» Provided records:

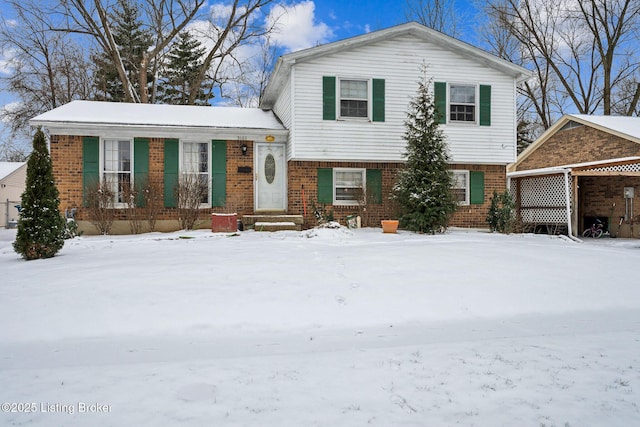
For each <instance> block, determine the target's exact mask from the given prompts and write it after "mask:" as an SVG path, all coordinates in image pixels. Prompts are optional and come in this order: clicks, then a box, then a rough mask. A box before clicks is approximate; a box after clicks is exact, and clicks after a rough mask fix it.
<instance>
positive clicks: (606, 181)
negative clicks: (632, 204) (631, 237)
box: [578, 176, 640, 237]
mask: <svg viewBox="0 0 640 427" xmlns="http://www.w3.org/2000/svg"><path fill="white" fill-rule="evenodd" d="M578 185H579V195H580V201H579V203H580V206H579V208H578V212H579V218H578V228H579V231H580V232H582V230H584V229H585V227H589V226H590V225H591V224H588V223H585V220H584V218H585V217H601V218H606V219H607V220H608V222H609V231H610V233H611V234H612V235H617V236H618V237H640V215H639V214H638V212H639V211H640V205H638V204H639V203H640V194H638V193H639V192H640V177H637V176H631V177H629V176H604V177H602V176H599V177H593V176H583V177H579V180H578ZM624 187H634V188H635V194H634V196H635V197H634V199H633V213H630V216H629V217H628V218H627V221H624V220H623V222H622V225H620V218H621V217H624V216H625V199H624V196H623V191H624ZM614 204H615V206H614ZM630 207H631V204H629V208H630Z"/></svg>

---

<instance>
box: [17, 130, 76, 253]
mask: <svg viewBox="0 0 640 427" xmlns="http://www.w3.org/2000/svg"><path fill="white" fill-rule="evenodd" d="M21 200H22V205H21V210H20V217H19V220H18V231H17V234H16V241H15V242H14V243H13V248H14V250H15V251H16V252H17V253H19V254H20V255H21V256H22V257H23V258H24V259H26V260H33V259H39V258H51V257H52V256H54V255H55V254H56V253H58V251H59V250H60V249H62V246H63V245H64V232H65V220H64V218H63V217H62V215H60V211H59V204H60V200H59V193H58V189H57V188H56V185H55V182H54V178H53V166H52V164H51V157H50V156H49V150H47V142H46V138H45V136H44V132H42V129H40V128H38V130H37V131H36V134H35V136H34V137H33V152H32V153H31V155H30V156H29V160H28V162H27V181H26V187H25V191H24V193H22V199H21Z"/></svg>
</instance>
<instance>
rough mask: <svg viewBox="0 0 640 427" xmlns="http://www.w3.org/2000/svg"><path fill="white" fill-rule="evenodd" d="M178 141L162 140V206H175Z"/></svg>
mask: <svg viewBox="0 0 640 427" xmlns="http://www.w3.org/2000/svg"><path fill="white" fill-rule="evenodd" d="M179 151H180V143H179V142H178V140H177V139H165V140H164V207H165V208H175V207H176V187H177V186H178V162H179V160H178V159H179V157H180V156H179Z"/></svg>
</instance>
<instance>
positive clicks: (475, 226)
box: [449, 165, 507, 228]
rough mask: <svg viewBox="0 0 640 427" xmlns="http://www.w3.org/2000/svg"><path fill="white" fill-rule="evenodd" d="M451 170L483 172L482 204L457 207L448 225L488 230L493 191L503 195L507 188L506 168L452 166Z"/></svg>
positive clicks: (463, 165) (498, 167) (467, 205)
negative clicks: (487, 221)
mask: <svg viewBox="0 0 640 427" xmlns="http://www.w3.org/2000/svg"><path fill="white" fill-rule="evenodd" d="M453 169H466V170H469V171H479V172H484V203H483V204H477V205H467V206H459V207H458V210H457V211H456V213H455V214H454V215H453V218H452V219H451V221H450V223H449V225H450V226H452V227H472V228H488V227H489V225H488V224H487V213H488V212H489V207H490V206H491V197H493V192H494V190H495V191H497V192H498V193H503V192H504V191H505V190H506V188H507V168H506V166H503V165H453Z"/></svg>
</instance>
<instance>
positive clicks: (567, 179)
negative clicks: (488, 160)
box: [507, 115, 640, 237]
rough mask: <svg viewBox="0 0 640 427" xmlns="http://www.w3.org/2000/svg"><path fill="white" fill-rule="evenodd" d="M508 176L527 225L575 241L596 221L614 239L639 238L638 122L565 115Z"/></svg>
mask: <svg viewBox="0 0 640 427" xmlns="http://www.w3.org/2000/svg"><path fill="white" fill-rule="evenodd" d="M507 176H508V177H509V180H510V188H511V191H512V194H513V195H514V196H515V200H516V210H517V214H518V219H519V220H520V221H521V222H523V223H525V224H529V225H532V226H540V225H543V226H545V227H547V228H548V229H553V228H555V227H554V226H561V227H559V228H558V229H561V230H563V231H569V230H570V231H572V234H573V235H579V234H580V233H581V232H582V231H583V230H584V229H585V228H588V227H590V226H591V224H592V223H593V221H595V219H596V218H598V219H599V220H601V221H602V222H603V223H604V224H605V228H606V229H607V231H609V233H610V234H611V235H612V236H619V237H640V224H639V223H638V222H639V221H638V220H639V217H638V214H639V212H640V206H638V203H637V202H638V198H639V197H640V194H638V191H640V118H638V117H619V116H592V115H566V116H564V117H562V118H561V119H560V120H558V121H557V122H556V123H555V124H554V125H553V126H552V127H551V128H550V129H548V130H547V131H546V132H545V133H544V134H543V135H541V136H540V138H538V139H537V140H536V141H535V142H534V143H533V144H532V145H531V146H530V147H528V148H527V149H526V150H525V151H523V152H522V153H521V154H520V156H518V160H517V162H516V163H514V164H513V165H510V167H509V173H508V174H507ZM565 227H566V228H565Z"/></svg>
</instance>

...

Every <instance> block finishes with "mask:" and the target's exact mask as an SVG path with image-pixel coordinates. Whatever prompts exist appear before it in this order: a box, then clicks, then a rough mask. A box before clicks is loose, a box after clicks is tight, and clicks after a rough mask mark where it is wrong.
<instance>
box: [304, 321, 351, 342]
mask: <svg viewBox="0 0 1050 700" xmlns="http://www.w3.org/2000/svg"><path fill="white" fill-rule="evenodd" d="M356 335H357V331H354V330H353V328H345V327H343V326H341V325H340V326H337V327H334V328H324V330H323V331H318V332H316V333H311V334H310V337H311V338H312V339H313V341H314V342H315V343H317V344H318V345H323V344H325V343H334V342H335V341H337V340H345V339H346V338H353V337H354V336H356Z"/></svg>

» Task statement:
Everything above from the line containing "For each <instance>" down to the line containing "negative clicks: (632, 204) (631, 237)" should be copied exactly, both end lines included, and nothing else.

» Reply:
For each <instance> block, determine the target's exact mask from the given prompts and write it after "mask:" as an SVG path, all coordinates in image pixels. Prompts are optional and come in this order: clicks, then a box, then a rough mask. A box before clicks is approximate; a box after clicks is exact, and clicks after a rough mask fix it.
<instance>
positive clicks: (606, 181)
negative clicks: (632, 204) (631, 237)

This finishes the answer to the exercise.